== Given text ==
####
The following is a list of notable events and releases that happened in Scandinavian music in 2018. (Go to last year in Scandinavian music or next year in Scandinavian music.)

Events

January
 12
Norwegian singer Sigrid is named winner of the BBC's "Sound of 2018" award.
The 22nd Folklandia Cruise starts in Helsinki, Finland, running until 13 January.
 13 –  Composer Paavo Heininen, considered by many to be Finland's most influential musician, celebrates his 80th birthday with a concert at the Järvenpää Hall, Helsinki.
 19 –  The 37th annual Djangofestival starts in Oslo, Norway, to run until 20 January.
 28 –  Jazz guitarist Gustav Lundgren and his trio perform a tribute to Django Reinhardt at Stockholm Concert Hall, featuring Aurélien Trigo and Antoine Boyer.
 30 –  Danish composer Hans Abrahamsen is awarded the Léonie Sonning Music Prize 2019.

February
 10 – The 38th Dansk Melodi Grand Prix is won by "Higher Ground", performed by Rasmussen.
 14 – Norwegian singer Sigrid wins Best New Artist at the NME Awards ceremony.
 22 – It is announced that Agnes Obel has signed to Deutsche Grammophon, who will have a joint arrangement with Blue Note for North American releases.

March
 3 – At Söngvakeppnin 2018, Ari Ólafsson is selected to represent Iceland in the 2018 Eurovision Song Contest, with the song "Heim". After winning the context, Ólafsson is criticised on social media for crying on hearing the result.
 7 – Fifteen-year-old cellist Birgitta Elisa Oftestad wins the Virtuos 2018 competition and is named Norway's representative at the Eurovision Young Musicians 2018 contest.
 9 – Finnish band Nightwish begins a nine-month world tour titled Decades: World Tour, accompanying a new 2CD compilation called Decades.
 10 – The final of Melodifestivalen 2018 takes place in Friends Arena, Stockholm, Sweden.
 12 – The Finnish Radio Symphony Orchestra, under Hannu Lintu, begins a week-long series of concerts in Germany.
 25
Swedish House Mafia unexpectedly reunite for a performance at the 20th Anniversary of Ultra Music Festival in Miami, United States.
Greenlandic singer Nive Nielsen stars as "Lady Silence" in a new US horror series, The Terror, her first international TV role.

April
 27 – ABBA announce that they have recorded some new songs, the first since 1983.

May
 8 – In semi-final 1 of the Eurovision Song Contest 2018, Iceland's entry is eliminated, but Finland's Saara Aalto finishes 10th and makes it to the final. 
 10 – In semi-final 2 of the Eurovision Song Contest, Norway's entry finishes in first place, Sweden 2nd and Denmark 5th; all three countries make it to the final. 
 12 – In the Eurovision final, held in Lisbon, Sweden does best of the Scandinavian countries, finishing in 7th place.
 23 - The Bergen International Festival opens in Bergen, Norway, running until 6 June. Guest performers include Meow Meow, Selene Muñoz and Helsinki Songs.
####
== Information given ==
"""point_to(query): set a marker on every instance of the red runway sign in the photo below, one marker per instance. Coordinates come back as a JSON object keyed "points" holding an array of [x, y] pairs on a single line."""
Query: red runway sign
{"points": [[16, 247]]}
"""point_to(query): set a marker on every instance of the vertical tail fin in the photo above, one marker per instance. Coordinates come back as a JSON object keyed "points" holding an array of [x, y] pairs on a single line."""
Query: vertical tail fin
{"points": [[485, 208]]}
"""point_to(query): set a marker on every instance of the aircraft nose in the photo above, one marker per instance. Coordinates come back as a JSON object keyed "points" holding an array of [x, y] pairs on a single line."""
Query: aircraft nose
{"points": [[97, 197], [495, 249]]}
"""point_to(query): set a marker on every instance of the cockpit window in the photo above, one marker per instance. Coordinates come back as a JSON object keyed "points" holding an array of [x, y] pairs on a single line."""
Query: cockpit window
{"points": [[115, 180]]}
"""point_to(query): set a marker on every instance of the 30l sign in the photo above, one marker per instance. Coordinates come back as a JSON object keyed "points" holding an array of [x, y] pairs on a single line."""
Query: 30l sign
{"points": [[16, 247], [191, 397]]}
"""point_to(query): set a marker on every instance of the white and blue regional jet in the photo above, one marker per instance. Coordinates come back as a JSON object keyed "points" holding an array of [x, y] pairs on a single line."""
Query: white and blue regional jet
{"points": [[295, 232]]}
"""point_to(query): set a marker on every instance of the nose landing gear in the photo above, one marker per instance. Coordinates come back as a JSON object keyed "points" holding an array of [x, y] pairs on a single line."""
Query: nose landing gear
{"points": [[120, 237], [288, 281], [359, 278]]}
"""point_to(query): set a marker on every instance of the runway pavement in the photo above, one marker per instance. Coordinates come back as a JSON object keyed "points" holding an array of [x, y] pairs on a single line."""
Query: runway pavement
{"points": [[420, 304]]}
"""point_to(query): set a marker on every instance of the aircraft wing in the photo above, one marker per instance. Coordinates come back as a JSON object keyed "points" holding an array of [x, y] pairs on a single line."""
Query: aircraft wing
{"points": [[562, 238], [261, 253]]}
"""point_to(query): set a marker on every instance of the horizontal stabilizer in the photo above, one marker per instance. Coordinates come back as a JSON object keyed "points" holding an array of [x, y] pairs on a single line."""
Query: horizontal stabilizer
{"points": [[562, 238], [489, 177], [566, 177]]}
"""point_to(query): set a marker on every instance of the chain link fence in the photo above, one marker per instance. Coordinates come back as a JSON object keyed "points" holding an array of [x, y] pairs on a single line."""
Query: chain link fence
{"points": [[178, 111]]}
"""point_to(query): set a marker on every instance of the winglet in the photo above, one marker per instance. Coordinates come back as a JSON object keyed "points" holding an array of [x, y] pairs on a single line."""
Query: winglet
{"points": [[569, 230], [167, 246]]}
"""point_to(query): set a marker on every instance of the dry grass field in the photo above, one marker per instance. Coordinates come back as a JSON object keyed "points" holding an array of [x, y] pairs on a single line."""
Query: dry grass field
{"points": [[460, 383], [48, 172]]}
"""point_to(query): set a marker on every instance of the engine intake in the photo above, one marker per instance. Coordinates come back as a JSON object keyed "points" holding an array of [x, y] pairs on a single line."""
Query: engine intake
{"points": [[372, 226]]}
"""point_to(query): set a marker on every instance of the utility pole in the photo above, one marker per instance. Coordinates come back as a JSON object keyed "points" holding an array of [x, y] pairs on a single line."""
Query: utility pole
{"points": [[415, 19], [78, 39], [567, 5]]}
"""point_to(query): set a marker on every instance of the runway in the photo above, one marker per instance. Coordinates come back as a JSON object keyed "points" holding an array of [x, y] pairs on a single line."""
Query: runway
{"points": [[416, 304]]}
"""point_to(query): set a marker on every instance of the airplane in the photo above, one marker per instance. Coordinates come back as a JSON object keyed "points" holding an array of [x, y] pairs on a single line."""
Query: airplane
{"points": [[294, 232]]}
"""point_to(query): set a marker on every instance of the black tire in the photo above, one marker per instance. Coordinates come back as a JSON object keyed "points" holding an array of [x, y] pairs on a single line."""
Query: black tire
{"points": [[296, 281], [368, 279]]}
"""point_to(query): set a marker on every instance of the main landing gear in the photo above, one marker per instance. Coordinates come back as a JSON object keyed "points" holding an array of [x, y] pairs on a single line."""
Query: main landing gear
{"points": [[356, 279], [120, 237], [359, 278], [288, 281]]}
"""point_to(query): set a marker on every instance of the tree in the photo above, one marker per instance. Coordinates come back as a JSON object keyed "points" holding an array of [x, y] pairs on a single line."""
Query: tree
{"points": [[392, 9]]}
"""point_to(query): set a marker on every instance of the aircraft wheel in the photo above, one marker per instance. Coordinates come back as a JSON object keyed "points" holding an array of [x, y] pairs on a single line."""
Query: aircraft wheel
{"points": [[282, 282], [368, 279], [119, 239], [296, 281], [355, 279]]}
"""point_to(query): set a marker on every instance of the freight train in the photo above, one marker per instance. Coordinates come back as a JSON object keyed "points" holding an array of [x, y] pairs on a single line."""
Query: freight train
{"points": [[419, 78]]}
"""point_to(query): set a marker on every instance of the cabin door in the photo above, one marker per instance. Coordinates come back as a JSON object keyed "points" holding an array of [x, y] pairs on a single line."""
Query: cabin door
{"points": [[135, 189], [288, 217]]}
####
== Work task A ==
Summarize the Scandinavian music list in two sentences.
== Work task B ==
Answer the following questions using the Scandinavian music list.
(i) Which song won the 38th Dansk Melodi Grand Prix, and who performed it?
(ii) Where did the final of Melodifestivalen 2018 take place?
(iii) On what date did the Bergen International Festival close?
== Work task C ==
Extract the passage of the Scandinavian music list from "7 – Fifteen-year-old" up to and including "Miami, United States.".

== Result A ==
The Scandinavian music list records notable events and releases in Scandinavian music in 2018, covering January through May. Among them, Sigrid wins the BBC's "Sound of 2018" award, ABBA announce their first new songs since 1983, and Sweden finishes 7th in the Eurovision final in Lisbon, the best result of the Scandinavian countries.

== Result B ==
(i) "Higher Ground", performed by Rasmussen.
(ii) Friends Arena, Stockholm, Sweden.
(iii) 6 June.

== Result C ==
7 – Fifteen-year-old cellist Birgitta Elisa Oftestad wins the Virtuos 2018 competition and is named Norway's representative at the Eurovision Young Musicians 2018 contest.
 9 – Finnish band Nightwish begins a nine-month world tour titled Decades: World Tour, accompanying a new 2CD compilation called Decades.
 10 – The final of Melodifestivalen 2018 takes place in Friends Arena, Stockholm, Sweden.
 12 – The Finnish Radio Symphony Orchestra, under Hannu Lintu, begins a week-long series of concerts in Germany.
 25
Swedish House Mafia unexpectedly reunite for a performance at the 20th Anniversary of Ultra Music Festival in Miami, United States.